··· ENTRIES

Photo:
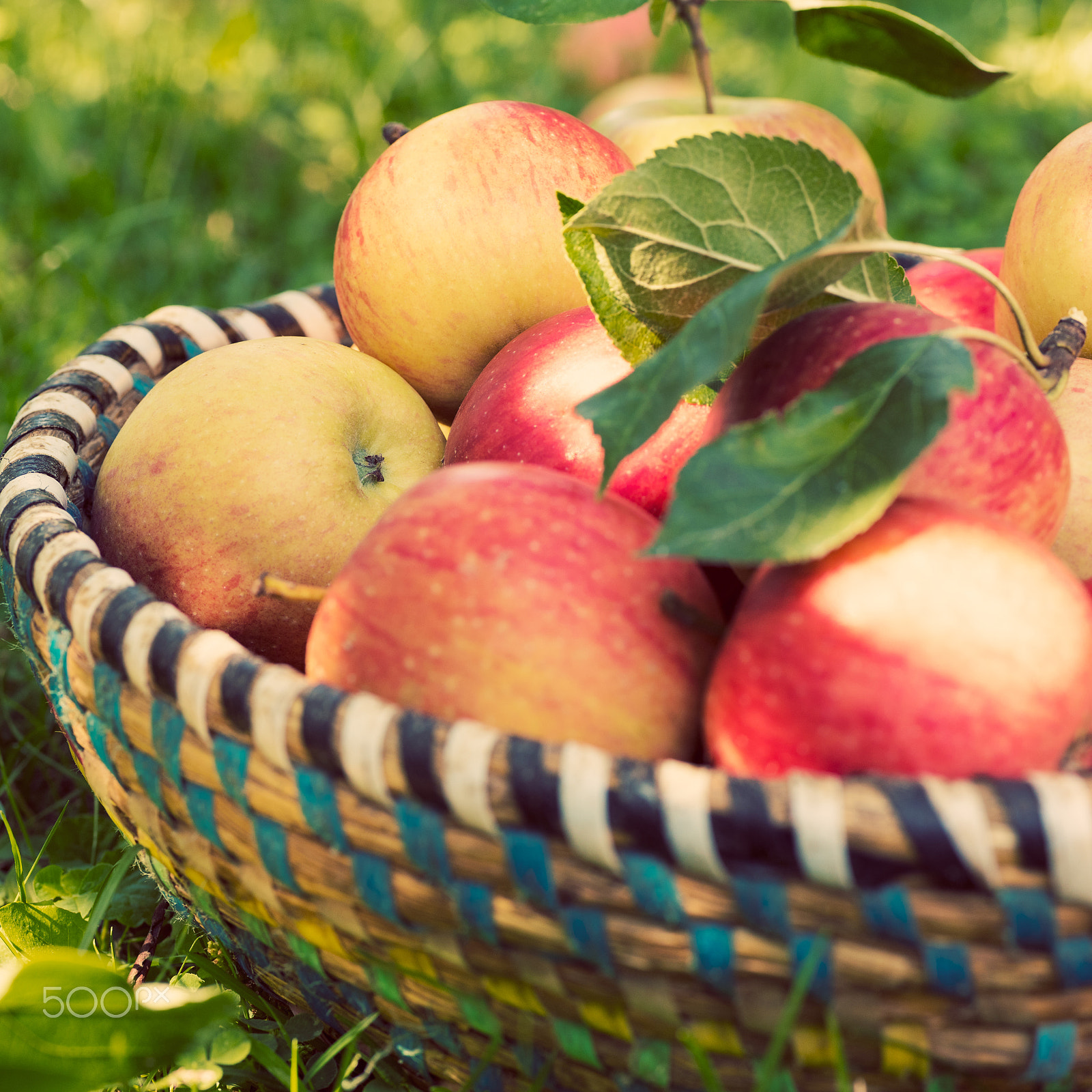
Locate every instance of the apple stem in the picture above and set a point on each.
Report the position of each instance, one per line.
(278, 588)
(689, 12)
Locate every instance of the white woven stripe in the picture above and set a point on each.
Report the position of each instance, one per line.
(684, 796)
(467, 753)
(54, 551)
(92, 592)
(143, 341)
(584, 784)
(32, 518)
(362, 738)
(201, 658)
(962, 811)
(1066, 808)
(117, 375)
(817, 805)
(250, 326)
(27, 482)
(136, 644)
(313, 317)
(36, 445)
(273, 693)
(196, 324)
(63, 403)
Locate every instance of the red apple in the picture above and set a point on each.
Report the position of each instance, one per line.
(938, 642)
(509, 594)
(1002, 452)
(451, 244)
(521, 409)
(957, 293)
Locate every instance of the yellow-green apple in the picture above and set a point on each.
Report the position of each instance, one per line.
(263, 456)
(522, 410)
(1048, 261)
(508, 593)
(642, 129)
(642, 89)
(915, 648)
(1002, 452)
(451, 244)
(958, 293)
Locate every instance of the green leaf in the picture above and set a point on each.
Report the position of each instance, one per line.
(682, 227)
(629, 412)
(893, 43)
(55, 1035)
(562, 11)
(793, 486)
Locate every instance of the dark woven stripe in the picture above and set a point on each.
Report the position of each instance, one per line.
(317, 726)
(112, 633)
(276, 318)
(87, 382)
(60, 580)
(18, 506)
(235, 684)
(34, 464)
(227, 328)
(416, 747)
(746, 838)
(116, 349)
(534, 789)
(1021, 809)
(30, 549)
(936, 852)
(633, 808)
(47, 418)
(163, 658)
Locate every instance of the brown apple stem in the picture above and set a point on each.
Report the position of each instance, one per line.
(280, 589)
(689, 12)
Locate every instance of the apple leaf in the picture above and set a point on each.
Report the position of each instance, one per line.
(629, 412)
(795, 485)
(562, 11)
(893, 43)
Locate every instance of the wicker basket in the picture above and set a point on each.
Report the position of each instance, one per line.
(566, 917)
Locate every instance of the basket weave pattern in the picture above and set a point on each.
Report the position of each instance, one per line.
(534, 915)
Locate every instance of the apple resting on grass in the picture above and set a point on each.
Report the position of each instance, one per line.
(1002, 452)
(957, 293)
(451, 244)
(936, 642)
(521, 409)
(274, 455)
(509, 594)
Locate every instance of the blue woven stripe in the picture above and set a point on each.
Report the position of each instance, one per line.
(889, 915)
(530, 865)
(653, 887)
(200, 801)
(587, 930)
(1053, 1053)
(232, 762)
(1030, 915)
(319, 805)
(169, 728)
(475, 908)
(147, 773)
(422, 830)
(373, 876)
(764, 904)
(713, 955)
(273, 846)
(948, 966)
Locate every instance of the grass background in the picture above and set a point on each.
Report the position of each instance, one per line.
(201, 151)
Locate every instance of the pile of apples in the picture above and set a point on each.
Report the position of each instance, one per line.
(483, 575)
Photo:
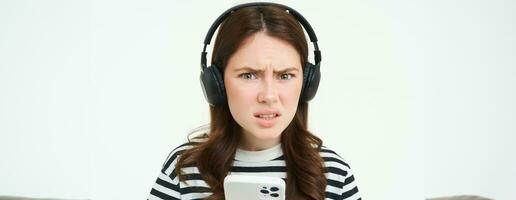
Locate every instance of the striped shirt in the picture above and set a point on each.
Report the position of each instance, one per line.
(269, 162)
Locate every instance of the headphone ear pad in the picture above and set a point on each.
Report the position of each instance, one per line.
(212, 85)
(311, 78)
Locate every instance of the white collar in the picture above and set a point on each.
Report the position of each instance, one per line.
(259, 156)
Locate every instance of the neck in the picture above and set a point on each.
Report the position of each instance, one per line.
(256, 144)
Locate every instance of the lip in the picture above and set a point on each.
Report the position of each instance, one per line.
(267, 123)
(267, 112)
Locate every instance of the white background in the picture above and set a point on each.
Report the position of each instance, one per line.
(418, 96)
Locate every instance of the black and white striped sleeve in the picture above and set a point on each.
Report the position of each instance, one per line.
(341, 181)
(167, 185)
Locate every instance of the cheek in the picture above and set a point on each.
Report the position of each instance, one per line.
(239, 97)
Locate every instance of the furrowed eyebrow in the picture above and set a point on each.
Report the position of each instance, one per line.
(261, 70)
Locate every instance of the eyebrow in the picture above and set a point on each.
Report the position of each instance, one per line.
(246, 68)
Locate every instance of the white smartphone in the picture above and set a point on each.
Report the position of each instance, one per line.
(245, 187)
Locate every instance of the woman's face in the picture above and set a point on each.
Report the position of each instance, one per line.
(263, 81)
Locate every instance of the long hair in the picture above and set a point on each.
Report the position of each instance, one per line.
(214, 157)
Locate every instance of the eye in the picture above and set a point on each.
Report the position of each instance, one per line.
(247, 76)
(286, 76)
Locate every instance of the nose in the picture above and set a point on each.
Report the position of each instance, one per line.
(268, 93)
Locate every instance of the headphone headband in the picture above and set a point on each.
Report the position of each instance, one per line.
(297, 15)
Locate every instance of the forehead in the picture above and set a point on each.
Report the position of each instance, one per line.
(263, 51)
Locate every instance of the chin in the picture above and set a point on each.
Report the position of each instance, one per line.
(267, 134)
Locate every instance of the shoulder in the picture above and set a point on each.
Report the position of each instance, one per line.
(173, 156)
(334, 163)
(341, 181)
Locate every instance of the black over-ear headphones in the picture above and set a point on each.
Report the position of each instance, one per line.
(212, 81)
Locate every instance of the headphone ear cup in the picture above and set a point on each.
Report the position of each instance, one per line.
(311, 78)
(213, 85)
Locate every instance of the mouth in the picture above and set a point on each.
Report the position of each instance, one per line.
(267, 115)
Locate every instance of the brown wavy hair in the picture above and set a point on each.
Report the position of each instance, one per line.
(214, 157)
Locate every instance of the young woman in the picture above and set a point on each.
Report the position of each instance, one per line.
(258, 113)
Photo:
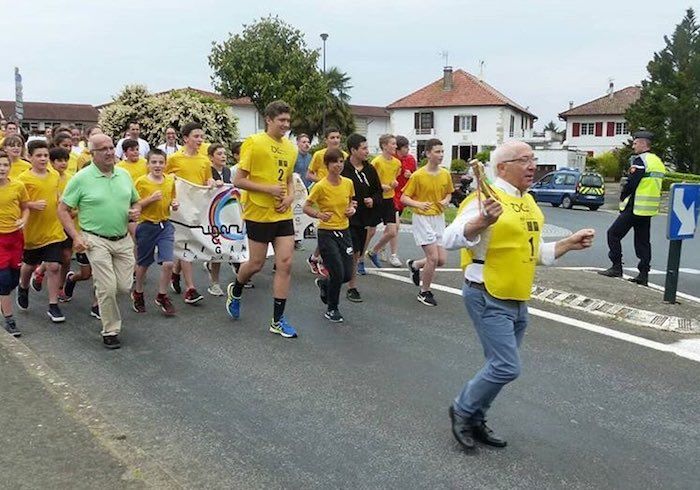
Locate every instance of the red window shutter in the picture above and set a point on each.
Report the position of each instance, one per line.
(611, 129)
(576, 130)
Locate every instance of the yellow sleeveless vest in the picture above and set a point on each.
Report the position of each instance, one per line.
(511, 257)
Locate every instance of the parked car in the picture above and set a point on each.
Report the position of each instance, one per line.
(568, 187)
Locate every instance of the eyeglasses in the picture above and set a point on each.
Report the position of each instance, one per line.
(524, 160)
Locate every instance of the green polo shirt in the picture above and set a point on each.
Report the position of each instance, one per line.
(103, 202)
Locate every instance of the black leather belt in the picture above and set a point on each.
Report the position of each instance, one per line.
(110, 238)
(475, 285)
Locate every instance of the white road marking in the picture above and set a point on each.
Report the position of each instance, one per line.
(681, 349)
(658, 287)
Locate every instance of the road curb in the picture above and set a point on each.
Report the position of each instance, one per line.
(141, 467)
(616, 311)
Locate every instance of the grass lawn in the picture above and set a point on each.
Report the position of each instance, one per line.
(450, 213)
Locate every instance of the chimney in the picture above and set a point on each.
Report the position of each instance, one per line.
(447, 79)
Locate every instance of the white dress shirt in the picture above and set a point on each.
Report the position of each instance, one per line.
(453, 238)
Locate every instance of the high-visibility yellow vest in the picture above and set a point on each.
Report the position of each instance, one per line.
(647, 197)
(512, 253)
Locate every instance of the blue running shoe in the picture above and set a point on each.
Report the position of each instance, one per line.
(233, 304)
(374, 257)
(283, 328)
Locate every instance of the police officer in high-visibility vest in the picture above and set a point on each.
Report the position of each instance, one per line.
(502, 238)
(639, 201)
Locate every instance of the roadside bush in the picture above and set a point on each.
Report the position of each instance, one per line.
(458, 166)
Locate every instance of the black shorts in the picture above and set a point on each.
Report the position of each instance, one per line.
(387, 211)
(267, 232)
(358, 234)
(53, 252)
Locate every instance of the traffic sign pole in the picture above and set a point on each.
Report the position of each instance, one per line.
(674, 262)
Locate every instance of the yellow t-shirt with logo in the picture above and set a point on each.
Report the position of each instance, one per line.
(333, 199)
(267, 161)
(18, 167)
(43, 226)
(12, 195)
(318, 167)
(429, 187)
(160, 210)
(136, 169)
(195, 169)
(387, 170)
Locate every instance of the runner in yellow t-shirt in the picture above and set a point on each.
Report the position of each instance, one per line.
(43, 234)
(155, 231)
(331, 201)
(265, 172)
(317, 171)
(388, 168)
(13, 215)
(428, 192)
(190, 165)
(13, 145)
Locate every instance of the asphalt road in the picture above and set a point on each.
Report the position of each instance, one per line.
(577, 218)
(223, 404)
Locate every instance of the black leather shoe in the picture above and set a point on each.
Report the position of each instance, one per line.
(111, 341)
(484, 434)
(641, 279)
(612, 272)
(462, 430)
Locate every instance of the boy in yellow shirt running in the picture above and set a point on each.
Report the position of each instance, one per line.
(331, 201)
(43, 234)
(14, 213)
(428, 192)
(266, 173)
(155, 231)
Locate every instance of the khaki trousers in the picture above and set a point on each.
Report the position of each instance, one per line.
(112, 272)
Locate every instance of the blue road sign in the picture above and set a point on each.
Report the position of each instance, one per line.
(683, 211)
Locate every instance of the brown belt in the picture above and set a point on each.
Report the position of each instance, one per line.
(475, 285)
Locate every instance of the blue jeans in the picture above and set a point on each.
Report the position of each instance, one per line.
(500, 325)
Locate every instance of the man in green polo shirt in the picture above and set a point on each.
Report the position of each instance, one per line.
(106, 200)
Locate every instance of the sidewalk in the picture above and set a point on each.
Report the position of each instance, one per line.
(615, 298)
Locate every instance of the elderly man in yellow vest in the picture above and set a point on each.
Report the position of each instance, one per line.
(502, 236)
(639, 201)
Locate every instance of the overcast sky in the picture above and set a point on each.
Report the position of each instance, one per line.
(540, 53)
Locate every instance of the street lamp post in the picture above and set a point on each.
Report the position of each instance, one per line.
(324, 36)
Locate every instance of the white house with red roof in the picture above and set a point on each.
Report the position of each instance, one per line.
(600, 125)
(467, 114)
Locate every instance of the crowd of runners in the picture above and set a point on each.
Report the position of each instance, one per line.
(55, 234)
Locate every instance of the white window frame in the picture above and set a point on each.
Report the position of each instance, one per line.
(621, 128)
(587, 129)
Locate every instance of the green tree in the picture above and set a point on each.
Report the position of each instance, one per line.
(551, 126)
(175, 108)
(269, 61)
(336, 107)
(669, 105)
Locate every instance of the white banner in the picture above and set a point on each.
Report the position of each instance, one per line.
(209, 223)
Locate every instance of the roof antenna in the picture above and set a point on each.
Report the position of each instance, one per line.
(445, 55)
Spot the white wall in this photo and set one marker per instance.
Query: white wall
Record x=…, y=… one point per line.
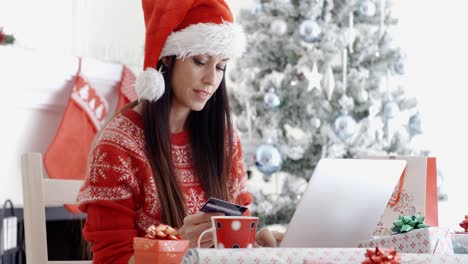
x=433, y=34
x=36, y=87
x=53, y=31
x=36, y=75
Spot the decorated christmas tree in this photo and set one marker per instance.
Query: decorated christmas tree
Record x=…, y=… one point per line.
x=321, y=78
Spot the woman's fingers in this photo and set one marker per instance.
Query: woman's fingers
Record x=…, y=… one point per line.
x=197, y=219
x=265, y=238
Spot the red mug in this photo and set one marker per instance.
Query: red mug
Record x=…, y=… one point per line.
x=232, y=231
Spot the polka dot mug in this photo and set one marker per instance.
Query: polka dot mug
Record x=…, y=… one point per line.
x=232, y=231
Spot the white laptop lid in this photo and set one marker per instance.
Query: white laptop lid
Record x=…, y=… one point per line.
x=343, y=202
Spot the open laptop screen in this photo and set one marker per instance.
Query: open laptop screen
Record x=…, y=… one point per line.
x=343, y=202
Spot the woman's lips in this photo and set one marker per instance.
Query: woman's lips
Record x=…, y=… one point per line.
x=202, y=94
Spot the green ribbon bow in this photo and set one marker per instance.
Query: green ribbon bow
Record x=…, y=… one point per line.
x=407, y=223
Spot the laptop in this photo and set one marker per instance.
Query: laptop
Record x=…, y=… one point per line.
x=343, y=202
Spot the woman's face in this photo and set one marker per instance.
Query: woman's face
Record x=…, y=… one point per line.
x=195, y=79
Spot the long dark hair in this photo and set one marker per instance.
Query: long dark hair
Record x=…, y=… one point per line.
x=211, y=141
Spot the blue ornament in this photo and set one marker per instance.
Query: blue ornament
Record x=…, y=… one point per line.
x=345, y=126
x=399, y=67
x=268, y=159
x=414, y=124
x=367, y=8
x=271, y=100
x=256, y=9
x=310, y=31
x=278, y=27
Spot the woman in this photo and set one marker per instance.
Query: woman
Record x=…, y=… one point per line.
x=161, y=158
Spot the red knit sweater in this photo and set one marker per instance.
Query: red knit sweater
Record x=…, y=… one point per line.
x=119, y=194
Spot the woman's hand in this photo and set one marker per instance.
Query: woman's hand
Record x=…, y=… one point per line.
x=194, y=225
x=268, y=238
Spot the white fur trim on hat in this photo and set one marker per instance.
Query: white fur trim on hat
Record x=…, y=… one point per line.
x=150, y=85
x=226, y=39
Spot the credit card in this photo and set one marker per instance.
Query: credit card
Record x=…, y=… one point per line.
x=214, y=205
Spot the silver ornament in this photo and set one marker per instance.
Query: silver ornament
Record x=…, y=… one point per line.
x=271, y=100
x=414, y=124
x=296, y=153
x=267, y=159
x=398, y=67
x=278, y=27
x=367, y=8
x=362, y=96
x=345, y=126
x=310, y=30
x=242, y=124
x=315, y=122
x=390, y=110
x=256, y=9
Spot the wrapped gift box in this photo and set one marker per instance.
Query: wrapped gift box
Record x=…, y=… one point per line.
x=431, y=240
x=305, y=255
x=460, y=242
x=154, y=251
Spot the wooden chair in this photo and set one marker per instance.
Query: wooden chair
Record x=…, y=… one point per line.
x=39, y=192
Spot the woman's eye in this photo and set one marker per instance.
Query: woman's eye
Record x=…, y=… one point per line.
x=198, y=62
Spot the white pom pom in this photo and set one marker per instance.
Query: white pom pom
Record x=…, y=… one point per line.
x=150, y=85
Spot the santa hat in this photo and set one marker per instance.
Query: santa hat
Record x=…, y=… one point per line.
x=185, y=28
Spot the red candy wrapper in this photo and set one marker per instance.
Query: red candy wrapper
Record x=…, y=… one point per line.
x=382, y=256
x=161, y=244
x=464, y=223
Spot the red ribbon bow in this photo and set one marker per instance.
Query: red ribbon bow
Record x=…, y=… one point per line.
x=382, y=256
x=464, y=223
x=162, y=232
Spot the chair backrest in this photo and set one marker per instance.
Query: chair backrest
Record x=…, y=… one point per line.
x=39, y=192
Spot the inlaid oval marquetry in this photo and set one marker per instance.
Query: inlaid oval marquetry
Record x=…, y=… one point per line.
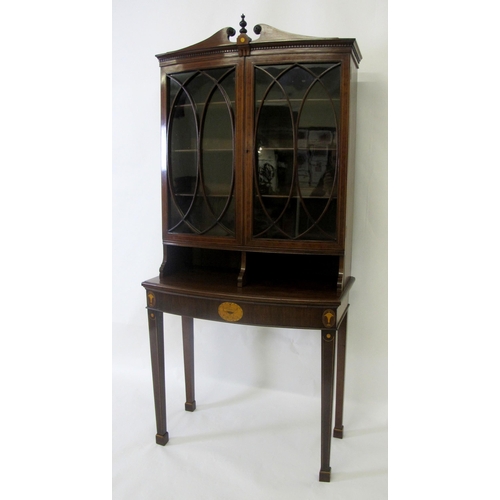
x=229, y=311
x=329, y=318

······

DIRECTION ->
Emit the lines from the line containing "Spot the wrapped" to the final line of the material, inclusive, exactly as written; pictures are excluded.

FULL SOLUTION ->
Spot the wrapped gift box in this photo and set one marker per instance.
Query: wrapped gift box
Record x=…, y=… one point per line.
x=431, y=240
x=305, y=255
x=460, y=242
x=154, y=251
Spot the wooden chair in this photo and set one marker per instance.
Query: wooden chair
Record x=…, y=… one point per line.
x=39, y=192
Spot the woman's eye in this photo and set one marker per instance.
Query: woman's eye
Record x=…, y=… one point per line.
x=198, y=62
Spot the white pom pom in this photo and set one marker per instance.
Query: white pom pom
Record x=…, y=… one point per line.
x=150, y=85
Spot the santa hat in this photo and set one marker per instance.
Query: santa hat
Record x=…, y=… one point per line.
x=185, y=28
Spot the red candy wrapper in this photo and set one marker per instance.
Query: red candy wrapper
Record x=…, y=… one point per line.
x=382, y=256
x=161, y=244
x=464, y=223
Spot the red ribbon bow in this photo and set one marker per instance.
Query: red ribbon bow
Record x=…, y=… one point per line.
x=382, y=256
x=464, y=223
x=162, y=232
Spot the chair backrest in this photo and set one marker per instance.
Query: chair backrest
Record x=…, y=… one point per line.
x=39, y=192
Spot the inlaid oval marquetry in this photo and set one marker per instance.
Query: inlaid oval marquetry
Record x=…, y=… one point per line.
x=229, y=311
x=329, y=318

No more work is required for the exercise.